■ **Dataset entries**:

———

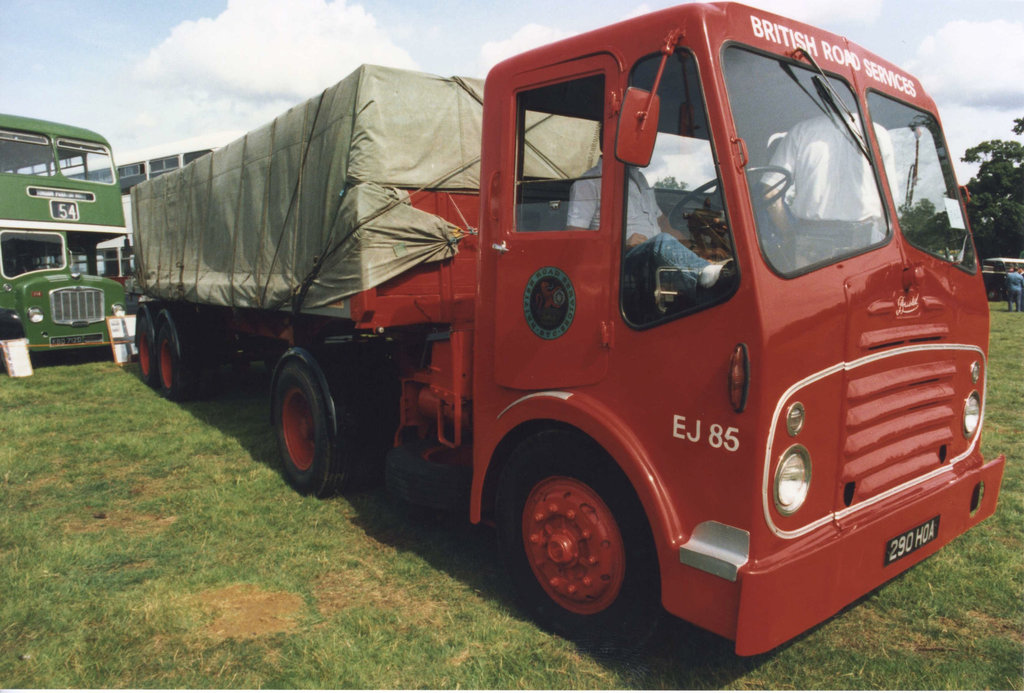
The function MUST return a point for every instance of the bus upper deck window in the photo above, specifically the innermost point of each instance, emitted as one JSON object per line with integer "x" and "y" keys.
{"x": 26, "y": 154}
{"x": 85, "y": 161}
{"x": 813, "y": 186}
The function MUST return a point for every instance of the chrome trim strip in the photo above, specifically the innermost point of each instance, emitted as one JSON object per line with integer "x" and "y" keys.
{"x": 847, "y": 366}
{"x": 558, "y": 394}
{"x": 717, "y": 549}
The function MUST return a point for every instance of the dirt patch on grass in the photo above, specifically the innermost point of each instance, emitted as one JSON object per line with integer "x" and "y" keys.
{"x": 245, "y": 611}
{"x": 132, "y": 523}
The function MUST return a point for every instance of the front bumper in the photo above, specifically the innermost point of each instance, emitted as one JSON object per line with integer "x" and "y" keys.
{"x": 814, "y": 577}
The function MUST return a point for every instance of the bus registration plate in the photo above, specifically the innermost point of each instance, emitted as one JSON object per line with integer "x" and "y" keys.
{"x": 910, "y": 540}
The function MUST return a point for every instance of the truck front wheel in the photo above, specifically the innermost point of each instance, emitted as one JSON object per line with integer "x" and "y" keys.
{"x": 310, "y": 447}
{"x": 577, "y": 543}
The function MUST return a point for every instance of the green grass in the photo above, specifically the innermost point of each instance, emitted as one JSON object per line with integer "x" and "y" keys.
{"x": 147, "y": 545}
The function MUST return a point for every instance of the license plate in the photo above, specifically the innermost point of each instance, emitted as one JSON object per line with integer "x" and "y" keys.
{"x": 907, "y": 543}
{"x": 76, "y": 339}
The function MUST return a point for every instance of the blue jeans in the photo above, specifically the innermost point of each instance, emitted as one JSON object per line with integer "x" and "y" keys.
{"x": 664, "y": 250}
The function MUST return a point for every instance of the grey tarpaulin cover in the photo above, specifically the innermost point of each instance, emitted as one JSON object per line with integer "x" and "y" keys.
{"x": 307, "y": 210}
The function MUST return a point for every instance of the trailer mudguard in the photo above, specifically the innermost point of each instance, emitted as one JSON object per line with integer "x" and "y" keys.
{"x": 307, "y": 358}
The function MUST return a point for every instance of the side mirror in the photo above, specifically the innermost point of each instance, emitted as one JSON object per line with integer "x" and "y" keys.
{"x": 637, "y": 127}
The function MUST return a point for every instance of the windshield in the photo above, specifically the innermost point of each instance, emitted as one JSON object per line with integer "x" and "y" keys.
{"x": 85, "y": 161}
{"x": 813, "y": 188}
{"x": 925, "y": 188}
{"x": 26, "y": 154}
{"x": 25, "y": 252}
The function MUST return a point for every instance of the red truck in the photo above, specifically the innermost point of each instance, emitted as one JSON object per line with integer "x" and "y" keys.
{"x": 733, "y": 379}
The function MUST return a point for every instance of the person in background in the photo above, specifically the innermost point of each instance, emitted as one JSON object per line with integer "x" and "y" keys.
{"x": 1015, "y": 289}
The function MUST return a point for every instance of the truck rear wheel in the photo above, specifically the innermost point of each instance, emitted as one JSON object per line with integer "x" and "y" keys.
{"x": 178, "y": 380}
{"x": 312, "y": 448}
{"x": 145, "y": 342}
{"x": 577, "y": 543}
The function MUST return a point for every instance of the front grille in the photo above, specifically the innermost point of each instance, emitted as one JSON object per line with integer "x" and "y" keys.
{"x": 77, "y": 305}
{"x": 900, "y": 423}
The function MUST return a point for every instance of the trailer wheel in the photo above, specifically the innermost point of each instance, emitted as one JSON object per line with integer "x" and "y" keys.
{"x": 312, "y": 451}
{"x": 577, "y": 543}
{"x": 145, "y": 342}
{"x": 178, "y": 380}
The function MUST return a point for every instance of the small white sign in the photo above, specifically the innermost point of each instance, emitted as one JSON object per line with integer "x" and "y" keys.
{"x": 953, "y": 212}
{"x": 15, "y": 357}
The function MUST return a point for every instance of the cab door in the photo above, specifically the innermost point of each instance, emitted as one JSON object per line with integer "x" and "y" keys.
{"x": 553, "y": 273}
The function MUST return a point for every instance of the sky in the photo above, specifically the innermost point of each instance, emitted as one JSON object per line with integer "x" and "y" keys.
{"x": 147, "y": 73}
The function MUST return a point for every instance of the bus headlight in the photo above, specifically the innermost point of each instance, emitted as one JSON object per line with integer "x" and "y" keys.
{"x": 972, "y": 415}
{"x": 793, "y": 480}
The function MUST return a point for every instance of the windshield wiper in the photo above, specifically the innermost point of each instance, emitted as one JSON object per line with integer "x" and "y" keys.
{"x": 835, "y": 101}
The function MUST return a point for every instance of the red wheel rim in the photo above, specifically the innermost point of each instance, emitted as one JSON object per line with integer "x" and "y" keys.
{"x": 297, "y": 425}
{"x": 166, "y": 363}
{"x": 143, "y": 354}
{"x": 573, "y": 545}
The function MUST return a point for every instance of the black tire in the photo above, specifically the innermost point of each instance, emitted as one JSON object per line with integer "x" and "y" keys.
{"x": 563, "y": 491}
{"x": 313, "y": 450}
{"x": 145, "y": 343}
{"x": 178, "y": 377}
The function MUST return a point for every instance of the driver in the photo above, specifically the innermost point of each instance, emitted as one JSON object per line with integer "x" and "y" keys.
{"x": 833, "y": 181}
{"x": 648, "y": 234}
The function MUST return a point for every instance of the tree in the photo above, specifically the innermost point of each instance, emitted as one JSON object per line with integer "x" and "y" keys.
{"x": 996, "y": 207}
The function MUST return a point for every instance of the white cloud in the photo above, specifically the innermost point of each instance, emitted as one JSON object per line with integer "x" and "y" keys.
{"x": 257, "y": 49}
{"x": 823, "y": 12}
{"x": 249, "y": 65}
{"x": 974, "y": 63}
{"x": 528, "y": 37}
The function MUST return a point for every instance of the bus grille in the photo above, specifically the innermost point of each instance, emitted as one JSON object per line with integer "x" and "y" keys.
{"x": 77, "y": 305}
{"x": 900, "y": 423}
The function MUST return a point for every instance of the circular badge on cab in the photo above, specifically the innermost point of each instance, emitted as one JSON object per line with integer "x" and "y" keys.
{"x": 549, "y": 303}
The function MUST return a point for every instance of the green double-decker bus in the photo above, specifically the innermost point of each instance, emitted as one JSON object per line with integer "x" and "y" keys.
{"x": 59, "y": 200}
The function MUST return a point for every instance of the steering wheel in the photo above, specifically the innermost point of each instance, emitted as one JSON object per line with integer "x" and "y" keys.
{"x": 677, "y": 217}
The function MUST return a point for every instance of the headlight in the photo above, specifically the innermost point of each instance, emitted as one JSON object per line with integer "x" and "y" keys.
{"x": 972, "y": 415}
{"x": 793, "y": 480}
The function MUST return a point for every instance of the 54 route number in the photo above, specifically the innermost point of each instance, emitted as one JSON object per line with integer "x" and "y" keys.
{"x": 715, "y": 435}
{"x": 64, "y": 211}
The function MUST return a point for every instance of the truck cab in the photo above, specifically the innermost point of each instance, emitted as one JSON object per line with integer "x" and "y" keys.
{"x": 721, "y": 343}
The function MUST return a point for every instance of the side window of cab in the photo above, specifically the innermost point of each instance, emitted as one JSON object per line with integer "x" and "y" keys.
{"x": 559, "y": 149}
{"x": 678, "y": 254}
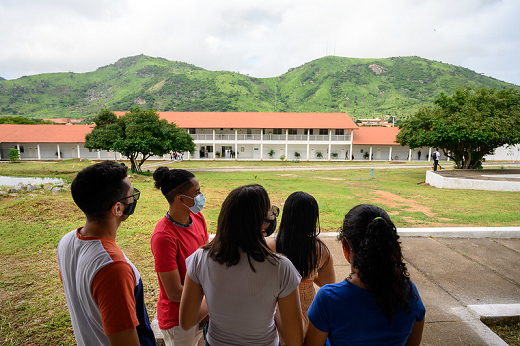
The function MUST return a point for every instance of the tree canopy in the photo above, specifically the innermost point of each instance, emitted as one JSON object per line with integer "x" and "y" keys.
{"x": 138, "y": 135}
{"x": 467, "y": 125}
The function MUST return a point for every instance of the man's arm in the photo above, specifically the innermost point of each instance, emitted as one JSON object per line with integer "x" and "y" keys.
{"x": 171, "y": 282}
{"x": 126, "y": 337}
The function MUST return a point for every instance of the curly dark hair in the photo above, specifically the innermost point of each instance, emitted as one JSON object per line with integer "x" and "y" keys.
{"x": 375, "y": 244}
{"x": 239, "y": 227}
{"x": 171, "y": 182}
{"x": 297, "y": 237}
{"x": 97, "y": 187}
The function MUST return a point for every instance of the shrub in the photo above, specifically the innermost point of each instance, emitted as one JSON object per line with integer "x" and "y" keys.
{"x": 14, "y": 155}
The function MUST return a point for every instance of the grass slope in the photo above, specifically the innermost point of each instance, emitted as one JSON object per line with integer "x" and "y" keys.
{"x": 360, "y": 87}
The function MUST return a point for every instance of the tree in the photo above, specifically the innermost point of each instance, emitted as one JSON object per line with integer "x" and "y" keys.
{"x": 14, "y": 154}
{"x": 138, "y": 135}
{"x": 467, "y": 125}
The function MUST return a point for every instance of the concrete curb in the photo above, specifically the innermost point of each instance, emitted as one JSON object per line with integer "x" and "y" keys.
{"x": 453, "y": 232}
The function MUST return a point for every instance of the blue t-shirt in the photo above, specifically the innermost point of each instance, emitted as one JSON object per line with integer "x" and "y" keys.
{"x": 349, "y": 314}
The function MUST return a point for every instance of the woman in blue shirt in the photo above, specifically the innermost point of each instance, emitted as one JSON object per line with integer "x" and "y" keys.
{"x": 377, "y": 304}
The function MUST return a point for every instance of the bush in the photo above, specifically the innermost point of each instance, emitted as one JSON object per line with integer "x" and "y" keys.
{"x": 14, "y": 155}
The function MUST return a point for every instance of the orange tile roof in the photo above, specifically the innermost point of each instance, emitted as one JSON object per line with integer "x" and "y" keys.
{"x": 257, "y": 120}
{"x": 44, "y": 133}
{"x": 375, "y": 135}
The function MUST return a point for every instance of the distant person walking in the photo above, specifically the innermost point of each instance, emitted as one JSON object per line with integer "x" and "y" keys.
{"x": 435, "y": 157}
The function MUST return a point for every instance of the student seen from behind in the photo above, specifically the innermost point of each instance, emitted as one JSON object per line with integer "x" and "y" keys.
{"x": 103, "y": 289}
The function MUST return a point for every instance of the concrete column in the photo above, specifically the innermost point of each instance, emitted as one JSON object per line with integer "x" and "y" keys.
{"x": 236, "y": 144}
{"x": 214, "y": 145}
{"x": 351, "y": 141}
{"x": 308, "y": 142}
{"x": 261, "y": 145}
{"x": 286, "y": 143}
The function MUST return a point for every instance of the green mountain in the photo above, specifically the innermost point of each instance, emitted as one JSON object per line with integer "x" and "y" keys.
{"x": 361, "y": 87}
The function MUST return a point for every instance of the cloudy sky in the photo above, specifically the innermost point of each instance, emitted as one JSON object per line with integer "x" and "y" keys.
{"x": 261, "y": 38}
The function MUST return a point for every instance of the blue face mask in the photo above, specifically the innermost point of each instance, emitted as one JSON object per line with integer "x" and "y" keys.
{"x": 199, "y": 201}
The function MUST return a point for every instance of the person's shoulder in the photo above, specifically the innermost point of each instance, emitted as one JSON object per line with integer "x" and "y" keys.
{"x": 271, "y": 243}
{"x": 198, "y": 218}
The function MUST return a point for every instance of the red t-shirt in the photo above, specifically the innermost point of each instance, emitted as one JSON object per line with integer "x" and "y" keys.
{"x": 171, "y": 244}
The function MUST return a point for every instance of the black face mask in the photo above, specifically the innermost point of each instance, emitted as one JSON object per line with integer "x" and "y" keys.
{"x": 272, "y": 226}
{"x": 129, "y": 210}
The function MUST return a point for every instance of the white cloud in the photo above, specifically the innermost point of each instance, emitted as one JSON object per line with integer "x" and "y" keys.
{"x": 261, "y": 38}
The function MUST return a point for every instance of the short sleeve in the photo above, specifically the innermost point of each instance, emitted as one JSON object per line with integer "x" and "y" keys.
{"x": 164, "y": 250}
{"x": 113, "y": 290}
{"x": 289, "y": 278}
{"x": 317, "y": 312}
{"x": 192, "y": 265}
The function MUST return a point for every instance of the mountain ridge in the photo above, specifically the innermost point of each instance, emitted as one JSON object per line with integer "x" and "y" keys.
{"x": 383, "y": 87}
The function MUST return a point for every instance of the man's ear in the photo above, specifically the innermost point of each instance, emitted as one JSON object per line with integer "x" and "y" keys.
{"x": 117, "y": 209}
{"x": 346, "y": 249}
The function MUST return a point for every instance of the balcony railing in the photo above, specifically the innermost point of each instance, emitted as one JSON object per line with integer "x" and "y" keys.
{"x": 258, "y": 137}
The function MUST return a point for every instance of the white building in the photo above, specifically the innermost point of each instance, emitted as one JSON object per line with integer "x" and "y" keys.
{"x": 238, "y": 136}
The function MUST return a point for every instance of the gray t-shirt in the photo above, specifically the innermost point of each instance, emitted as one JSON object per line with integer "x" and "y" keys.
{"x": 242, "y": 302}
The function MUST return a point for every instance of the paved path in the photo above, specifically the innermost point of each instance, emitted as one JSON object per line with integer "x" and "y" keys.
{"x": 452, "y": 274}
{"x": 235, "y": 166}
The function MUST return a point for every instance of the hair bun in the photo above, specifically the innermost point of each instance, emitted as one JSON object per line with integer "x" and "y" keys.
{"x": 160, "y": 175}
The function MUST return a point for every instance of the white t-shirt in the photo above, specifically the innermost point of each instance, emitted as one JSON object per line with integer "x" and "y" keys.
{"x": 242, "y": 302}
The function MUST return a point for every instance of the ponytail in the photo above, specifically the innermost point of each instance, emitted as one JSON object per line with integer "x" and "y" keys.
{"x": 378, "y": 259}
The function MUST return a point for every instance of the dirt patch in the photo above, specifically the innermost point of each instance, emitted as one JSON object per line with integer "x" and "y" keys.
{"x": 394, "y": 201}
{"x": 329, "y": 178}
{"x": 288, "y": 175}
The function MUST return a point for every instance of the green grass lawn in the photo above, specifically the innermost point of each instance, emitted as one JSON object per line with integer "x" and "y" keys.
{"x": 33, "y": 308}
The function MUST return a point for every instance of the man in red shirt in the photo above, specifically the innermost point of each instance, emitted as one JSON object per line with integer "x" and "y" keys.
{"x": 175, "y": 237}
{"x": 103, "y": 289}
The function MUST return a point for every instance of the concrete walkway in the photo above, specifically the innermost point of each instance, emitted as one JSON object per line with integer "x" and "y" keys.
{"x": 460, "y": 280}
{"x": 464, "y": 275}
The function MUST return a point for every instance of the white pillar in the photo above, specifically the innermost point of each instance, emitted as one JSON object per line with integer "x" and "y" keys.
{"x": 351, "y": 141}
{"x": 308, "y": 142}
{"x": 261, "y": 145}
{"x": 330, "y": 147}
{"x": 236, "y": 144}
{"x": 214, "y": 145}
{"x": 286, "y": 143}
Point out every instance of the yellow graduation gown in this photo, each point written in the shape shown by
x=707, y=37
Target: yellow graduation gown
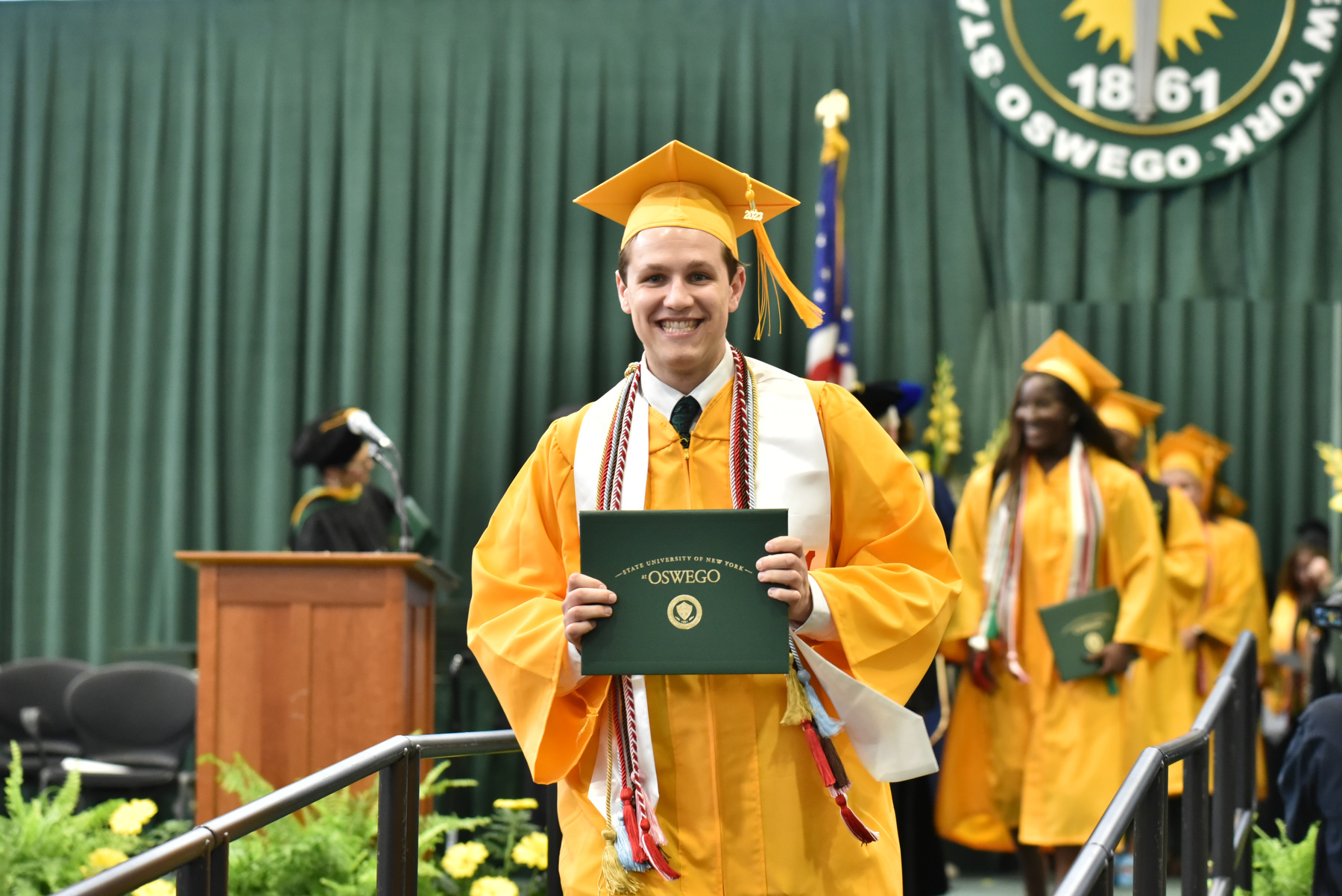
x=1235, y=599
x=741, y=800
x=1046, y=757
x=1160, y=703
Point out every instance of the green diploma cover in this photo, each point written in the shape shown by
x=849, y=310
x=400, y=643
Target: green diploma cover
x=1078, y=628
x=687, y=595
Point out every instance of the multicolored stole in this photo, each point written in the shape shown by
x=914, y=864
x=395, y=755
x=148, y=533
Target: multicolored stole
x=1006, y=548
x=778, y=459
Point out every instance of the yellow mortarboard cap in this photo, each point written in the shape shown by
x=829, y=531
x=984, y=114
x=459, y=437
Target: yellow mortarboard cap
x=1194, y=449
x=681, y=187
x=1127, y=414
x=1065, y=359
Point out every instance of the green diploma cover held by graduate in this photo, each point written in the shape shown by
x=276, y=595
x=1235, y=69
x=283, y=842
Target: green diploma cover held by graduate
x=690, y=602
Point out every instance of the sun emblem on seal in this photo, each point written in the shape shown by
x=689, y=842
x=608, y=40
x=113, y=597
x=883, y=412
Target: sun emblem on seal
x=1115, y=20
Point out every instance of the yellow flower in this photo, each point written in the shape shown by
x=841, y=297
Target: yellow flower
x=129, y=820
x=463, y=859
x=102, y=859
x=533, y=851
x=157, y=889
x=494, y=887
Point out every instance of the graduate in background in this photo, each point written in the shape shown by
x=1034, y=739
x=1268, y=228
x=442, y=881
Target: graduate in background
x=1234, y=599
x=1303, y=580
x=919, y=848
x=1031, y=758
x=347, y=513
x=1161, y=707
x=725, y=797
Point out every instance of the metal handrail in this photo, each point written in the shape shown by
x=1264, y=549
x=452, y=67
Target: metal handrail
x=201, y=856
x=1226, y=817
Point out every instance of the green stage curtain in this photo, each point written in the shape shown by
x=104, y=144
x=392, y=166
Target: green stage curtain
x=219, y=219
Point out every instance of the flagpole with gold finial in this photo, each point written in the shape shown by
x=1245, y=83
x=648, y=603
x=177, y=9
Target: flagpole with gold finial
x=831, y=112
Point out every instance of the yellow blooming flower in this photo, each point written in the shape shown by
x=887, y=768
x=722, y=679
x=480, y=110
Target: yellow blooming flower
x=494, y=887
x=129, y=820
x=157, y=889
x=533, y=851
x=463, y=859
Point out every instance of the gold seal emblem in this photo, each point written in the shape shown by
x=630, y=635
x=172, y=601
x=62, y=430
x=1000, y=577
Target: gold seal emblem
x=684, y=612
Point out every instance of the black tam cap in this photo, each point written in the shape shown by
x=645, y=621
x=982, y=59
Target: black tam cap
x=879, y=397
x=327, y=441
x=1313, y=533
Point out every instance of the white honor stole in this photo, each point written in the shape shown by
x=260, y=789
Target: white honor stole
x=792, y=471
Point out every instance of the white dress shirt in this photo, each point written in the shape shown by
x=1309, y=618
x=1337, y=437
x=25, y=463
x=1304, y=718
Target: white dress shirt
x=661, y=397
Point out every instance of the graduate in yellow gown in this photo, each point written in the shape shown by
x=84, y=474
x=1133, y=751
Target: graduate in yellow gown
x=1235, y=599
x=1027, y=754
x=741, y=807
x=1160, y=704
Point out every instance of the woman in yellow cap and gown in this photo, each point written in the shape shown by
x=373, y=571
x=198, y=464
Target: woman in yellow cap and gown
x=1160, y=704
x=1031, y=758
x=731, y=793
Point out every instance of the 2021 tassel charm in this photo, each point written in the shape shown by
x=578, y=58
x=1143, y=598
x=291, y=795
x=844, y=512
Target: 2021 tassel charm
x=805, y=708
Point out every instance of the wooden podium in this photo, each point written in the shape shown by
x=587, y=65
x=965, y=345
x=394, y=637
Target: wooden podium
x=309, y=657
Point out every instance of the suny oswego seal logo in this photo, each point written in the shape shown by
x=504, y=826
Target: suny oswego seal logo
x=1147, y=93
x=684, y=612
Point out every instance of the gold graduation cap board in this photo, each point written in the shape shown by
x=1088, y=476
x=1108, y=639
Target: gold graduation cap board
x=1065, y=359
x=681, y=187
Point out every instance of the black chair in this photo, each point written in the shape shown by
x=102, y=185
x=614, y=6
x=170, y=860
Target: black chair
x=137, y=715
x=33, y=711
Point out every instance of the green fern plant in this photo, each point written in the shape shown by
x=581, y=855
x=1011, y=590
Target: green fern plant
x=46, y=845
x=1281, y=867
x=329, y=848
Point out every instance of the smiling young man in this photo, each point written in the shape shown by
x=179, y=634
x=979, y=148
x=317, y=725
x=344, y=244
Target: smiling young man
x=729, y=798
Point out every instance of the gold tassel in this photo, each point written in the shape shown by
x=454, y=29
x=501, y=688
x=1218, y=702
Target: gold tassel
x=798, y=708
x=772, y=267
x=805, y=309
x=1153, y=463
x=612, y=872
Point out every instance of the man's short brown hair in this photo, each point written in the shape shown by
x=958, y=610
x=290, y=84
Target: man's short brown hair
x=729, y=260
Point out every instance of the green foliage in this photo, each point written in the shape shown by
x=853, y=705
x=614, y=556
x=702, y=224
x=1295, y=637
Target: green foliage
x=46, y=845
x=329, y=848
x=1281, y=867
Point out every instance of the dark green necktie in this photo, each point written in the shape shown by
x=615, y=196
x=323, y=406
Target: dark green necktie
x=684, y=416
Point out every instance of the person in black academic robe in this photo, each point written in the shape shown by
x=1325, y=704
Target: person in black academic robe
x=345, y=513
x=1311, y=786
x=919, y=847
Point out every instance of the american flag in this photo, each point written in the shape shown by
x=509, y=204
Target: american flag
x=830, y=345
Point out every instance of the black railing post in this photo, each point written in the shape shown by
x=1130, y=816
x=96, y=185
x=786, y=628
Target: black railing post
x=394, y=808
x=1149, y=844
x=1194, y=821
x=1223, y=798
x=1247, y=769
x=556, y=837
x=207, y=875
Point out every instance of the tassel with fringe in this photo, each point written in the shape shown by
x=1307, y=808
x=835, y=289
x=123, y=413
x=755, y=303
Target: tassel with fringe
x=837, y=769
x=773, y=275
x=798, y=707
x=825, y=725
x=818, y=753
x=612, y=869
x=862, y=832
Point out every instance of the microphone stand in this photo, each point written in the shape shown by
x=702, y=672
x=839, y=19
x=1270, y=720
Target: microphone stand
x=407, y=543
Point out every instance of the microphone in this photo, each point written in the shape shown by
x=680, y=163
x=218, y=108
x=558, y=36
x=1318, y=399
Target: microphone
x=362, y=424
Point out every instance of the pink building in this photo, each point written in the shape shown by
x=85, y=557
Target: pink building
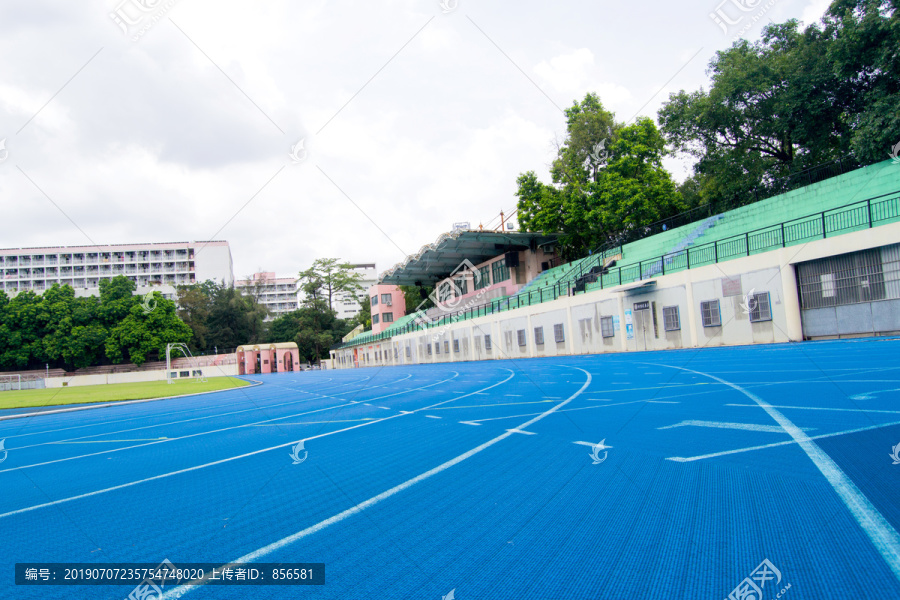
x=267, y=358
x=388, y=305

———

■ **What to work on**:
Can you extract, word for word, the lines from the one containing "the white pillar" up to and including the one containing "x=1160, y=703", leaving out the pictures?

■ **Full solution**:
The function MUST return a point for every instance of the white pillar in the photo above, specifically the innermost point of each instance, emitted as one JSON object per line with integer "x" and "y" keys.
{"x": 351, "y": 141}
{"x": 308, "y": 142}
{"x": 261, "y": 145}
{"x": 330, "y": 147}
{"x": 236, "y": 144}
{"x": 214, "y": 145}
{"x": 286, "y": 143}
Point out every instance of the yellow graduation gown in this photo, each point written in the shape shown by
x=707, y=37
Target: yellow graduation gown
x=1235, y=599
x=741, y=800
x=1046, y=757
x=1160, y=703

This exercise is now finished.